§ TASK TO CARRY OUT
Reproduce every line of the data below word for word, leaving out the pictures.

(Extracted records)
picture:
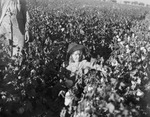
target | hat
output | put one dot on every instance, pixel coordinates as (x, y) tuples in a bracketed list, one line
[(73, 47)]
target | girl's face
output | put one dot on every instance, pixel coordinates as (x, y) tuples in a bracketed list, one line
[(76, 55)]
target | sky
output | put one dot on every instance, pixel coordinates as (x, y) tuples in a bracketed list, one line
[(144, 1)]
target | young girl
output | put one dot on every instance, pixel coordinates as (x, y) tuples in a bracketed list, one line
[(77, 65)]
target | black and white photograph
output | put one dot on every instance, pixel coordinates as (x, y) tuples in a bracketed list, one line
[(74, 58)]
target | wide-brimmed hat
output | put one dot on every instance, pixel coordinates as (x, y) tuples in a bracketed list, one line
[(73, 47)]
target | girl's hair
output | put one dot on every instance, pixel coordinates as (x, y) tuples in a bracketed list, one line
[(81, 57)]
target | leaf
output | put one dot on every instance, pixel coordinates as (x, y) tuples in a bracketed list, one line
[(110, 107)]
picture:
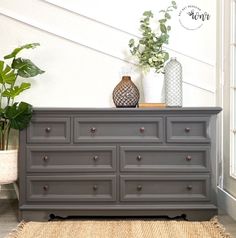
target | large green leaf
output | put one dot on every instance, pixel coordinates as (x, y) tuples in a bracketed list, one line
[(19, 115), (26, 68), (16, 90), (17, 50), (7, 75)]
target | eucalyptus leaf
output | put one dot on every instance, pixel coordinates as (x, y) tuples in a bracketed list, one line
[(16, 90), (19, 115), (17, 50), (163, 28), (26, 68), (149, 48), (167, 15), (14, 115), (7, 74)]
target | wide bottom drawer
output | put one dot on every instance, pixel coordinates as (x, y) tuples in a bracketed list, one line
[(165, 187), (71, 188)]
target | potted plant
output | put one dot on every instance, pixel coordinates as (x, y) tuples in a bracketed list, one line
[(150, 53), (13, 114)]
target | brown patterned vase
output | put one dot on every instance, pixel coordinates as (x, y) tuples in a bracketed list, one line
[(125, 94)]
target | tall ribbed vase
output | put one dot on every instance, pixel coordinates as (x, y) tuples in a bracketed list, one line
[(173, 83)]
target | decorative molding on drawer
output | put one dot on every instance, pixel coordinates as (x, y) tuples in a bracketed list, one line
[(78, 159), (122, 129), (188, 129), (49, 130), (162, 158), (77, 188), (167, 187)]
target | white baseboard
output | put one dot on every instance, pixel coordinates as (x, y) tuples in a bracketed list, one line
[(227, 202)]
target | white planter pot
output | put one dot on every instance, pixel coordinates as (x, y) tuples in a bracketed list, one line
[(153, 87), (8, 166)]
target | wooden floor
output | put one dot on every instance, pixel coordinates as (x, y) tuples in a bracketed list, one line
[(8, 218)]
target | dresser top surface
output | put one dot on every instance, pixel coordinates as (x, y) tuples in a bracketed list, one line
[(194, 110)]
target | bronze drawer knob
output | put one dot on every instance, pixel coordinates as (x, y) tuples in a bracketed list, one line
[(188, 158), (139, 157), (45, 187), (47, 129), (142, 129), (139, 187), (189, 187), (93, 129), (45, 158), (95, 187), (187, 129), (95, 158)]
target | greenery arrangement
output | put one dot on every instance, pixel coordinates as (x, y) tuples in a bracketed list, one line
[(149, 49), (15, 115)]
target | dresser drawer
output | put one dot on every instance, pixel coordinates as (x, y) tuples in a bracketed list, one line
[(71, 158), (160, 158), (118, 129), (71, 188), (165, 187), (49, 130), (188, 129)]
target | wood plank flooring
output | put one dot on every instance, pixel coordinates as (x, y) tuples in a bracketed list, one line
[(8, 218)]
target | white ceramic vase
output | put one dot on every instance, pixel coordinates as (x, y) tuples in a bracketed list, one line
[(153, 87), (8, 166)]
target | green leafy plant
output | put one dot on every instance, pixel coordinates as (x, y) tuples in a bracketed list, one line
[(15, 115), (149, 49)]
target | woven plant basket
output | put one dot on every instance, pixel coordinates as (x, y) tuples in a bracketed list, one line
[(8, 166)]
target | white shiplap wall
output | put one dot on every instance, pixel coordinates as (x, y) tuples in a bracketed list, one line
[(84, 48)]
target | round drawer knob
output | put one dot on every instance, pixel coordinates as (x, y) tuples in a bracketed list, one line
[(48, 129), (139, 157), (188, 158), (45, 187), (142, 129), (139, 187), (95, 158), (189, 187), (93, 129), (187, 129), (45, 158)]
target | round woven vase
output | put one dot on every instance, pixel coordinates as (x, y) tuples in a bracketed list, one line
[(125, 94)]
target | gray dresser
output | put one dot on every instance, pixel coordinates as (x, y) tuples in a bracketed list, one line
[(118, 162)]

§ RESULT OF THE EXERCISE
picture:
target | hat
output | put one dot on every instance, pixel coordinates as (x, y) tuples in a bracketed list, one line
[(73, 47)]
target | girl's face
output | put one dot on every instance, pixel coordinates as (x, y) tuples in a bracketed list, one line
[(76, 55)]
target | sky
output | put one dot on every instance, pixel coordinates as (x, y) tuples in a bracketed list, one line
[(144, 1)]
target | young girl
output | put one dot on every instance, pixel coordinates as (x, y) tuples in a bracketed list, one line
[(77, 65)]
target | black and white photograph
output | put one dot on every instance, pixel coordinates as (x, y) tuples in a bracketed list, one line
[(74, 58)]
target | wide-brimmed hat
output | put one dot on every instance, pixel coordinates as (x, y) tuples in a bracketed list, one line
[(73, 47)]
target | girl's hair
output | put one dot on every instance, pixel coordinates as (x, y) tuples in a bracketed list, one line
[(81, 57)]
target | leaf
output | put one dot on every instance, pixel coordinates as (x, y) tuples in a bracketed list, one line
[(110, 107)]
picture:
target | large green leaf
output | put one dot on every instance, pixel coordinates as (x, y) tuples in a bracketed list, one line
[(19, 115), (26, 68), (16, 90), (17, 50), (7, 75)]
target | eucalyptus leaf
output | put one dot on every instance, pixel coordinates as (x, y) tuples in a bracketed list, one line
[(16, 90), (19, 115), (17, 50), (163, 28), (26, 68), (149, 48), (167, 15), (14, 115), (7, 74)]
target | wide bottom drawer
output | put one dot on every instance, pixel coordinates as (x, y) tuples in a bracketed list, one line
[(165, 187), (71, 188)]
target | potted plant
output | put one dot on every instance, pixel coordinates as (x, y) tuples in a bracketed list, one line
[(150, 53), (13, 114)]
target | brown patterned vase
output | put one dot on every instance, pixel coordinates as (x, y) tuples in a bracketed list, one line
[(125, 94)]
target | tall ribbed vase
output | put one dot on every instance, pixel coordinates as (x, y) tuples in a bracketed list, one line
[(173, 83)]
target | decorative molding on drawer
output | put one dot on every instance, pixel coordinates as (x, y) tuples in a bracketed list, one line
[(78, 159), (122, 129), (188, 129), (49, 130), (162, 158), (77, 188), (167, 187)]
target | white baseboard
output | put one dot on every instance, pixel coordinates as (x, y) tuples in a bracketed list, one line
[(227, 202)]
target | white planter pot
output | put one dot on every instance, pixel coordinates as (x, y) tuples in a bracketed list, one line
[(153, 87), (8, 166)]
target | wooden floor
output | put one dot on every instance, pixel coordinates as (x, y) tuples in a bracketed list, one line
[(8, 218)]
target | dresser top surface
output | put one dot on every instance, pixel coordinates as (x, y) tuples in a bracketed list, one line
[(194, 110)]
target | bronze drawer knob
output | put one dot on every instance, pixel coordinates as (x, y) tuples in a bracketed list, one line
[(188, 158), (139, 157), (45, 187), (47, 129), (142, 129), (139, 187), (189, 187), (93, 129), (45, 158), (95, 187), (187, 129), (95, 158)]
target | greenery arrangement
output | put one dot on every instance, pixel coordinates as (x, y) tuples in a bracketed list, one line
[(149, 49), (15, 115)]
target | dresser drawer
output | put one dot on every instance, pixel coordinates as (x, y) tuples in a bracketed list, one line
[(71, 158), (160, 158), (118, 129), (71, 188), (165, 187), (49, 130), (188, 129)]
target | wood plank flooring
output | put one dot on every instance, pixel coordinates as (x, y) tuples in a bracketed list, one line
[(8, 218)]
target | white ceramic vase
output | put one dot on every instance, pixel coordinates as (x, y) tuples in a bracketed list, one line
[(153, 87), (8, 166)]
target | green leafy plant
output | put one dot on every instance, pixel coordinates as (x, y) tuples in a bracketed list, one line
[(15, 115), (149, 49)]
target | woven plant basket
output | put one dot on every instance, pixel coordinates as (x, y) tuples in a bracketed list, one line
[(8, 166)]
target | white shiplap wall
output | put one dot on every instance, pixel coordinates as (x, y) tuples in a bracketed list, one line
[(84, 48)]
target | round drawer knob
output | put one dot on every instance, pixel coordinates as (x, y) tuples in a bracketed list, one line
[(48, 129), (139, 157), (188, 158), (45, 187), (142, 129), (139, 187), (95, 158), (189, 187), (93, 129), (187, 129), (45, 158)]
target | round woven vase
output | put one dot on every instance, pixel coordinates as (x, y) tuples in a bracketed list, one line
[(125, 94)]
target | gray dresser
output | put one dot on every instance, pixel coordinates as (x, y) tuples in a bracketed list, one line
[(118, 162)]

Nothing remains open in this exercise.